** START DATASET **

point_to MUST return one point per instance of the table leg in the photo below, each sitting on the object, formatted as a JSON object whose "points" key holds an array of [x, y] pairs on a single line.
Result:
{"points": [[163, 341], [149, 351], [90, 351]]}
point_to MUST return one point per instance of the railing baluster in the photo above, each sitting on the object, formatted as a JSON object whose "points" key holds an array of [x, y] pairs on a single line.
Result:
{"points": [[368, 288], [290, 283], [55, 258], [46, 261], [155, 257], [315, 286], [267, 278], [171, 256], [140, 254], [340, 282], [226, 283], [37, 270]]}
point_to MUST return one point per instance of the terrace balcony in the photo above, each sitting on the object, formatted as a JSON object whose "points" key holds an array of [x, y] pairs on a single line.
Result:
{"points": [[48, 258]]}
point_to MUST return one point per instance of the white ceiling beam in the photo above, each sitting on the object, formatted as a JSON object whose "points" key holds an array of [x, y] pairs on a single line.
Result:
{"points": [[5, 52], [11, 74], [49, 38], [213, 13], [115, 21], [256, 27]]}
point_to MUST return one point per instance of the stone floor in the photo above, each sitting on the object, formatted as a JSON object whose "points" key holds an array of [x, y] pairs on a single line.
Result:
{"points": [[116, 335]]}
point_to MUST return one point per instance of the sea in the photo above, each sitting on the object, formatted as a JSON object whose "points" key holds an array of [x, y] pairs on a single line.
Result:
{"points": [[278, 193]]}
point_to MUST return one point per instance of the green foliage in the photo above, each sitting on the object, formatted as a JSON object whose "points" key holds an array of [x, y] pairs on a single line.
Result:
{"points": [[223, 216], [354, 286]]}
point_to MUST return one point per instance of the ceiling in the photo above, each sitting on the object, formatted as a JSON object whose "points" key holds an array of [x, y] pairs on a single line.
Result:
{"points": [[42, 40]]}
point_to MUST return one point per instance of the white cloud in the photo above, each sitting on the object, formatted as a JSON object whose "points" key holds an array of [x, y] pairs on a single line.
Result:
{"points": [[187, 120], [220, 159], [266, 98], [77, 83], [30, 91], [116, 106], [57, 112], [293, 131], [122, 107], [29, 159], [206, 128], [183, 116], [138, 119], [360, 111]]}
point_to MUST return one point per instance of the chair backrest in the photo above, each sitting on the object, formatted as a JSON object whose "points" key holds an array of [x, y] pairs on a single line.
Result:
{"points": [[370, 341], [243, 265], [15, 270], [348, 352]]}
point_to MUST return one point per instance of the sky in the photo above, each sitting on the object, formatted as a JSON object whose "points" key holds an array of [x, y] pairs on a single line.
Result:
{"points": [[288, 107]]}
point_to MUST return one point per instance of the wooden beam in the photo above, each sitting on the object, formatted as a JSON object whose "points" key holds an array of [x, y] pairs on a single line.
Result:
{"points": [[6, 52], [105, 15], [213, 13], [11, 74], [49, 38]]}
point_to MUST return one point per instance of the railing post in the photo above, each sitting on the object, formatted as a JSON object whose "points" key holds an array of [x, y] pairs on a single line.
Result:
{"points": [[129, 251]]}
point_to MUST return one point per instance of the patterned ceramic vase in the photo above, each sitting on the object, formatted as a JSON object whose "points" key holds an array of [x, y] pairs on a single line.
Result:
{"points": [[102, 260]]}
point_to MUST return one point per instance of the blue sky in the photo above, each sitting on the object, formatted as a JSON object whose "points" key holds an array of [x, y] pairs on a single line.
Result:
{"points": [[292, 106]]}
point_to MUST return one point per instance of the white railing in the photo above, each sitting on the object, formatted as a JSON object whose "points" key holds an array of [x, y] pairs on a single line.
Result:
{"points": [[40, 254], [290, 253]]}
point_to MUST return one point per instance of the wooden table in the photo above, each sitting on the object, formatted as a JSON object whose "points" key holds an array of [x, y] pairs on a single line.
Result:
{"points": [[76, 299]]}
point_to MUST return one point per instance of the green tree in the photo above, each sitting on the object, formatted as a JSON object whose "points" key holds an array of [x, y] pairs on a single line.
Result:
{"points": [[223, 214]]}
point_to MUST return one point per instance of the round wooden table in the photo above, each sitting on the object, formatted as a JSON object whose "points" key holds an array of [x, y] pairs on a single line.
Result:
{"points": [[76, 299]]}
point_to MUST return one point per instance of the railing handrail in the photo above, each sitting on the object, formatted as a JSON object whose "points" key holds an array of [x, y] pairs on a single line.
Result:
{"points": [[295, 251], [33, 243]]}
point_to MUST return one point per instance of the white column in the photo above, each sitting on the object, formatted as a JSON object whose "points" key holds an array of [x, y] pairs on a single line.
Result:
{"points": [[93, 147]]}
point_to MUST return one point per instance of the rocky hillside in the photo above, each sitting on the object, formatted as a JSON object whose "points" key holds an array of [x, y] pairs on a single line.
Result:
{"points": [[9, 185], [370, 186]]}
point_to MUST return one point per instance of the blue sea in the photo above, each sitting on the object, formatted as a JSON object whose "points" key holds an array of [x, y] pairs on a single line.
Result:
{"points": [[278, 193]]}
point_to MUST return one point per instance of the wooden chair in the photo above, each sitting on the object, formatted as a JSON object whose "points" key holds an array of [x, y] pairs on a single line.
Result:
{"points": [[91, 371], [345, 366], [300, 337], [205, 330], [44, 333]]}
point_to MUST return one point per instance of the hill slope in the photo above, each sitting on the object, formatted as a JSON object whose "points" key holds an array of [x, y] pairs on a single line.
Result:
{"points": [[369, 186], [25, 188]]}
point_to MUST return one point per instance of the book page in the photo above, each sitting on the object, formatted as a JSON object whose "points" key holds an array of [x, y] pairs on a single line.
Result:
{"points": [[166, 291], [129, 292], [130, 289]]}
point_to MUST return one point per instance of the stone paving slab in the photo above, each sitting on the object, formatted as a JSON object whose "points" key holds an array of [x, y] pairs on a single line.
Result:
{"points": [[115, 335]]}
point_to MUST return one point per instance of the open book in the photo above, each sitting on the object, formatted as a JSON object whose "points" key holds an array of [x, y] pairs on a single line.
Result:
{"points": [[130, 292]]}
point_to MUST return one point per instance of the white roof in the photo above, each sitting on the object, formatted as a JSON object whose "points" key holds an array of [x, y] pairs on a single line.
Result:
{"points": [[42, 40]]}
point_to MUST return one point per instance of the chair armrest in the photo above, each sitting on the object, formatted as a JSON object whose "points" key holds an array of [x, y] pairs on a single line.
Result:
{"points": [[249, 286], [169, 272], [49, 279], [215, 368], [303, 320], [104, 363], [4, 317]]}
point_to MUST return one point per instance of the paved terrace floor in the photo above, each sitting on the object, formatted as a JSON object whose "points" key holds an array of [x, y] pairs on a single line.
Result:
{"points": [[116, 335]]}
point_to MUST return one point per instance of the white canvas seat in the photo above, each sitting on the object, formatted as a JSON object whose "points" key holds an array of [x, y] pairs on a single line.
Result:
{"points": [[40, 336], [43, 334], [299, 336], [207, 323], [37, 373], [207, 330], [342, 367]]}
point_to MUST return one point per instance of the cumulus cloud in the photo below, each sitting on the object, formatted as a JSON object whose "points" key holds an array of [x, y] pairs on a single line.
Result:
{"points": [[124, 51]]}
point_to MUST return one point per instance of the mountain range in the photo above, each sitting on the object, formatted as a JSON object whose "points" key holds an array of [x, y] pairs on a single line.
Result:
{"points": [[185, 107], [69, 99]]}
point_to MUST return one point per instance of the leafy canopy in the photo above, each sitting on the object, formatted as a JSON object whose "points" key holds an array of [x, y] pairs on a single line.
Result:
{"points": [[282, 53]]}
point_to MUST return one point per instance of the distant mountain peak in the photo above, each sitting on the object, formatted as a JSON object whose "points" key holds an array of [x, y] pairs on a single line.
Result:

** END DATASET **

[STATED EXERCISE]
Every line of the data above should be copied exactly.

[EXERCISE RESULT]
point_to MUST return one point per instance of the table leg in the photo below, each sitting on the object, formatted as a JSON object whose "points" key holds an array of [x, y] pairs on a single line.
Result:
{"points": [[163, 341], [149, 351], [90, 351]]}
point_to MUST return one point per instance of the railing baluster in the photo above, each sitting on the object, formatted as a JSON object whose "points" key holds an array of [x, y] pairs on a single line.
Result:
{"points": [[368, 288], [290, 283], [55, 258], [46, 261], [155, 257], [315, 286], [267, 278], [171, 256], [140, 254], [340, 282], [226, 283], [37, 270]]}
point_to MUST return one point per instance of the terrace balcony in the photo above, each sitting on the object, formatted as a JSON object whose "points" key holds an array of [x, y] pairs on a single line.
Result:
{"points": [[48, 258]]}
point_to MUST return one point per instance of the white ceiling beam in the photo above, each sitting on the object, formatted as a JSON object whose "points" key holds an array of [x, y] pairs on a single line.
Result:
{"points": [[5, 52], [11, 74], [49, 38], [213, 13], [115, 21], [256, 27]]}
point_to MUST return one point per instance of the stone floor in the photo above, each sitting on the object, formatted as a JSON object whose "points" key holds an array of [x, y] pairs on a single line.
Result:
{"points": [[116, 335]]}
point_to MUST return one point per instance of the sea in the photo above, each sitting on the object, formatted as a JSON object whose "points" key holds an array of [x, y] pairs on a single line.
Result:
{"points": [[278, 193]]}
point_to MUST return one point per instance of the green foliage in the photo above, each sitting on the object, formatted as a JSON object whose "points" key holds an array of [x, y] pairs on a single line.
Result:
{"points": [[223, 216], [354, 286]]}
point_to MUST return one point per instance of the ceiling in the photo above, each sitting on the object, formatted as a JSON object whose "points" key holds an array of [x, y] pairs on a single line.
Result:
{"points": [[42, 40]]}
point_to MUST return one point per instance of the white cloud in the photo above, each sitting on the object, formatted as a JSON object whose "points" key holds an array of [x, y] pairs on a single line.
Result:
{"points": [[187, 120], [220, 159], [266, 98], [77, 83], [30, 91], [116, 106], [57, 112], [293, 131], [122, 107], [29, 159], [206, 128], [183, 116], [138, 119], [360, 111]]}
point_to MUST return one point per instance of the chair backrest in the photo above, each sitting on the object, formatted as a JSON object whose "points" key holds an array of [x, y] pairs on a single line.
Result:
{"points": [[370, 341], [243, 265], [15, 270], [348, 352]]}
point_to MUST return one point per instance of the sky in the photo above, each sitting on the object, formatted as a JSON object whose "points" key holds an array of [x, y] pairs on a single line.
Result:
{"points": [[288, 107]]}
point_to MUST return one point per instance of the wooden beam in the photo above, each sitting on the object, formatted as a JSON object whose "points" key holds an array of [x, y] pairs on a single line.
Result:
{"points": [[6, 52], [105, 15], [213, 13], [11, 74], [49, 38]]}
point_to MUST return one point per instance of the railing post in the photo above, each sitting on the object, formatted as a JSON object whose "points" key holds an array of [x, y] pairs on a single line.
Result:
{"points": [[129, 251]]}
point_to MUST return one point per instance of the patterned ceramic vase in the photo above, each sitting on the object, formatted as a JSON object whose "points" key holds an array of [x, y] pairs on a single line.
Result:
{"points": [[102, 260]]}
point_to MUST return one point per instance of the blue sky in the photo above, each sitting on the object, formatted as a JSON object whose "points" key holds an array of [x, y] pairs on a single line.
Result:
{"points": [[292, 106]]}
point_to MUST return one point per instance of the white railing in the photo above, each sitting on the object, formatted as a JSON object whose "points" key holds an array of [x, y] pairs on a single line.
Result:
{"points": [[40, 254], [290, 253]]}
point_to MUST return one point per instance of the wooden table in the photo above, each sitting on the object, formatted as a JSON object whose "points" key holds an array of [x, y] pairs on a single line.
Result:
{"points": [[76, 299]]}
point_to MUST return one point per instance of the green tree in the photo above, each sitting on the object, formatted as a JSON object whose "points" key holds an array of [x, y] pairs on a single line.
Result:
{"points": [[223, 214]]}
point_to MUST return one point per instance of the round wooden table in the photo above, each sitting on the object, formatted as a JSON object whose "points" key holds an array of [x, y] pairs on a single line.
Result:
{"points": [[76, 299]]}
point_to MUST return one point per instance of the railing handrail in the photo above, each sitting on the object, formatted as a JSON object whose "points" key holds an array of [x, y] pairs on a single line.
Result:
{"points": [[295, 251], [33, 243]]}
point_to MUST return one point per instance of the white column in the photo above, each sitting on the object, formatted as a JSON object whose "points" key holds an array of [x, y] pairs on a single line.
Result:
{"points": [[93, 147]]}
point_to MUST return one point per instance of the rocky hillside in the photo above, each sitting on the object, formatted as a JSON object whose "points" key holds an array of [x, y] pairs on a single line.
Result:
{"points": [[9, 185], [370, 186]]}
point_to MUST return one point per instance of the blue sea in the photo above, each sitting on the object, formatted as a JSON object whose "points" key holds an array of [x, y] pairs on a single line.
Result:
{"points": [[278, 193]]}
point_to MUST return one point per instance of the wooden chair in the photo above, each sitting on the object, formatted as a JSON object whose "points" key holds an array of [x, y] pairs on a single line.
Result:
{"points": [[91, 371], [345, 366], [300, 337], [205, 330], [44, 333]]}
point_to MUST return one point per instance of the hill slope in the photo above, each sitting on the object, formatted as a JSON object whose "points" key holds an array of [x, y] pairs on a single line.
Result:
{"points": [[369, 186], [25, 188]]}
point_to MUST return one point per instance of the book page in the photo above, each sitting on the object, formatted as a JSON object whose "points" key holds an array of [x, y] pairs on a single line.
Result:
{"points": [[166, 291], [129, 292], [130, 289]]}
point_to MUST return one point per instance of the stone paving slab in the photo above, each sitting on the object, formatted as a JSON object whose "points" key holds an array of [x, y] pairs on a single line.
Result:
{"points": [[115, 335]]}
point_to MUST return one point per instance of the open book in the photo above, each sitting on the object, formatted as a JSON object whose "points" key holds an array of [x, y] pairs on a single line.
Result:
{"points": [[130, 292]]}
point_to MUST return one point per instance of the white roof in the photo above, each sitting on the object, formatted as a JSON object whose "points" key holds an array of [x, y] pairs on a single line.
Result:
{"points": [[42, 40]]}
point_to MUST return one point per instance of the chair armrest in the photo above, each sitting on the object, formatted as a JSON object whose "points" key holds an array of [x, y] pairs on a single line.
Result:
{"points": [[249, 286], [169, 272], [49, 279], [215, 368], [303, 320], [104, 363], [4, 317]]}
point_to MUST return one point per instance of the paved terrace floor in the photo above, each sitting on the object, formatted as a JSON object whose "points" key holds an array of [x, y] pairs on a single line.
Result:
{"points": [[116, 335]]}
point_to MUST return one point per instance of the white canvas seat in the photo above, each sitting on the object, formatted as a JSON object whose "points" key holds an array of [x, y] pairs on a single line.
Result:
{"points": [[40, 336], [43, 334], [299, 336], [207, 323], [37, 373], [207, 330], [342, 367]]}
point_to MUST return one point per instance of the cumulus cloud in the photo below, each sitting on the object, formatted as a JSON object whose "points" key holds an array of [x, y] pairs on a single line.
Result:
{"points": [[124, 51]]}
point_to MUST return one point per instance of the mountain range in the photo above, each sitting on the object, formatted as a JSON object whose "points" key holds an array of [x, y] pairs on a single line.
Result:
{"points": [[185, 107], [69, 99]]}
point_to MUST return one point per instance of the leafy canopy in the photo above, each sitting on the object, formatted as a JSON object whose "points" key holds an array of [x, y] pairs on a single line.
Result:
{"points": [[282, 53]]}
point_to MUST return one point per instance of the distant mountain peak in the photo above, each sitting on the object, formatted as a JSON object whose "points" key holds an array of [x, y] pairs on a single line.
Result:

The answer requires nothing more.